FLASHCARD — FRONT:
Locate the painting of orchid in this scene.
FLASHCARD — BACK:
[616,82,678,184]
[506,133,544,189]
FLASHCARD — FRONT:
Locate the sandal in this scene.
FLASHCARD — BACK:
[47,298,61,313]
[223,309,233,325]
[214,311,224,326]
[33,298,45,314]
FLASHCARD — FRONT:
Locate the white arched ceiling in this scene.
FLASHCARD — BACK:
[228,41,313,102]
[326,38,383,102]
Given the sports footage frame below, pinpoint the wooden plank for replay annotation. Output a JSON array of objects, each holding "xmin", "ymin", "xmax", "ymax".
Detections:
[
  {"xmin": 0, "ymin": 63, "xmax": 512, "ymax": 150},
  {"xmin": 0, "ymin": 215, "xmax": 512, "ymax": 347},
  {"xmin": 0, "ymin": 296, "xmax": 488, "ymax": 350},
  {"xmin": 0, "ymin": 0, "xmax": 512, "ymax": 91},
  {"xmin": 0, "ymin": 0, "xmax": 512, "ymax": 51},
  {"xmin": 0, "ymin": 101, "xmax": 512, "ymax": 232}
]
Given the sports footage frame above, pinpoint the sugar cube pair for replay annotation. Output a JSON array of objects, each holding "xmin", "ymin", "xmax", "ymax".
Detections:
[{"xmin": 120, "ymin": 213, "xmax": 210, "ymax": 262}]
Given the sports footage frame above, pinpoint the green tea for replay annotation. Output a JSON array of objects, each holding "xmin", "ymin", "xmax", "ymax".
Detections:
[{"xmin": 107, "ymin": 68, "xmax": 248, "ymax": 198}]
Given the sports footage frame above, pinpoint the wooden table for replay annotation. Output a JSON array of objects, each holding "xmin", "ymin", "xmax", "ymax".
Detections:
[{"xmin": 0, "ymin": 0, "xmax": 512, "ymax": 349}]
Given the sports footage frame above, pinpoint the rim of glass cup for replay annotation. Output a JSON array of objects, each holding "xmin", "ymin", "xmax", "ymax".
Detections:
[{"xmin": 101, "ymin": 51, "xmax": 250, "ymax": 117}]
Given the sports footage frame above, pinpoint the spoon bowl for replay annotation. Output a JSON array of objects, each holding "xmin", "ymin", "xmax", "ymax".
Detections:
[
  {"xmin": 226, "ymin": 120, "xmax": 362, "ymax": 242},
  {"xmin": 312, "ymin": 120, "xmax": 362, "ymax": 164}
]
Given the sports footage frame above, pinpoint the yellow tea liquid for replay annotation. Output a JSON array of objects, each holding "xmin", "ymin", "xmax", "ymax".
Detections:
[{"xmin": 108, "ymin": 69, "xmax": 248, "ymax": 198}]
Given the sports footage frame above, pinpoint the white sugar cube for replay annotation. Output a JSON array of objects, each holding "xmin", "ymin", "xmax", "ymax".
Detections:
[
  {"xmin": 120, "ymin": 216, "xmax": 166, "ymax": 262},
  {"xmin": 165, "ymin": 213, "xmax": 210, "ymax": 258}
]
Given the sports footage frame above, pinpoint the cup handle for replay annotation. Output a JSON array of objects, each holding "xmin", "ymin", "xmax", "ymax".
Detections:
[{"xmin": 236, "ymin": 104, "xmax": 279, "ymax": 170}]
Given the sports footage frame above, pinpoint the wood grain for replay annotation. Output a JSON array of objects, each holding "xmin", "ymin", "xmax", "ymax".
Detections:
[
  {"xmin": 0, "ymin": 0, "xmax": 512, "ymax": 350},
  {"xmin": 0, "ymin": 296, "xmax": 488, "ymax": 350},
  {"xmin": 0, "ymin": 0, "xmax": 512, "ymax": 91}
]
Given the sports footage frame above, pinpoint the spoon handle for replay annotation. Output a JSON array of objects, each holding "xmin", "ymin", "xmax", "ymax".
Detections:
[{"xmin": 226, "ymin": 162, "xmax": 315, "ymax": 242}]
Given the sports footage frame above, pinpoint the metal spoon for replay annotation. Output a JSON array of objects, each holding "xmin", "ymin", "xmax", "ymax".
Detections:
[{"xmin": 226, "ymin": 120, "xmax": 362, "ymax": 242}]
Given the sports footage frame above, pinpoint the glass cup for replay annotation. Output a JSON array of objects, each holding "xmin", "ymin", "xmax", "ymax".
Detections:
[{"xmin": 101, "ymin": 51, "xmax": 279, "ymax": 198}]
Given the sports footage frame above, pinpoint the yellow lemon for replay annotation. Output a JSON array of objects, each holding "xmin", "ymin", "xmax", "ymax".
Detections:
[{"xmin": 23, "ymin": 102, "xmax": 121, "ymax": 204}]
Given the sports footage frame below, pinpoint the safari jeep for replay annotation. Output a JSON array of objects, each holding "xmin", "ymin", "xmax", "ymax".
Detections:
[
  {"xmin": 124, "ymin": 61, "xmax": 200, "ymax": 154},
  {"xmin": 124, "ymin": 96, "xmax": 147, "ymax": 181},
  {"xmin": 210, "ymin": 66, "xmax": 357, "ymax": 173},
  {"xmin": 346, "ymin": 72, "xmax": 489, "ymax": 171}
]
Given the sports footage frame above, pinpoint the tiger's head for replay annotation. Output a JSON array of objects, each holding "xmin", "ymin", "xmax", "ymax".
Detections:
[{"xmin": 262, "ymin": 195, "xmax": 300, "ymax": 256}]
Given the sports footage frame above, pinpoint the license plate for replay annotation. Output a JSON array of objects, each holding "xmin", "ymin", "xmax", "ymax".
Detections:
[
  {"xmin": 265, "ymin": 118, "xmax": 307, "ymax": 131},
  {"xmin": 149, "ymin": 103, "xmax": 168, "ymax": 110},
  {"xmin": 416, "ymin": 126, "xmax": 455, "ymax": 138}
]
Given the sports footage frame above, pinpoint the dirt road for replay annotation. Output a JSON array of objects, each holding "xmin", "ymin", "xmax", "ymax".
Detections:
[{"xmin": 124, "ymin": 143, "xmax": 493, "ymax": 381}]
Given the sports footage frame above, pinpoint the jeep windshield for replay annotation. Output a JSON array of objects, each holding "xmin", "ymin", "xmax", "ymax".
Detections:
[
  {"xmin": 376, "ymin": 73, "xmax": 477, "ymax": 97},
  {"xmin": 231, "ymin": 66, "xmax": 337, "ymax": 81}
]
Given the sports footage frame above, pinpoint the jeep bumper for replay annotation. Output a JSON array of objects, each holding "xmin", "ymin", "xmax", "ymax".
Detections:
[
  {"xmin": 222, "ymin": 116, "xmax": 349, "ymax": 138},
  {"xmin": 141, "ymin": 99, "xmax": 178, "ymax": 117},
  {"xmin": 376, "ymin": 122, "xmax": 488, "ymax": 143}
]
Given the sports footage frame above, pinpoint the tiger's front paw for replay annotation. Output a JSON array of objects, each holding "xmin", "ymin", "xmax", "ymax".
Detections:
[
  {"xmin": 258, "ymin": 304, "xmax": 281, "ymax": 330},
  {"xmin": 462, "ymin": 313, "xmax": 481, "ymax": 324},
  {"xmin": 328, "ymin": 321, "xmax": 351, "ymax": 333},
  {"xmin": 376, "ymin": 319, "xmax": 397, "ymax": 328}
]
---*---
## Set problem
Rewrite the material from its first line up to and including the line with "[33,298,45,314]" as a numbered list, leaving out any blank lines.

## Response for this exercise
1. FLASHCARD — FRONT:
2. Locate the painting of orchid in this scene.
3. FLASHCARD — BACK:
4. [616,82,678,184]
5. [506,133,544,189]
6. FLASHCARD — FRONT:
7. Locate the sandal in this scene.
8. FLASHCARD — BACK:
9. [47,298,61,313]
10. [223,309,233,325]
11. [214,311,224,326]
12. [33,298,45,314]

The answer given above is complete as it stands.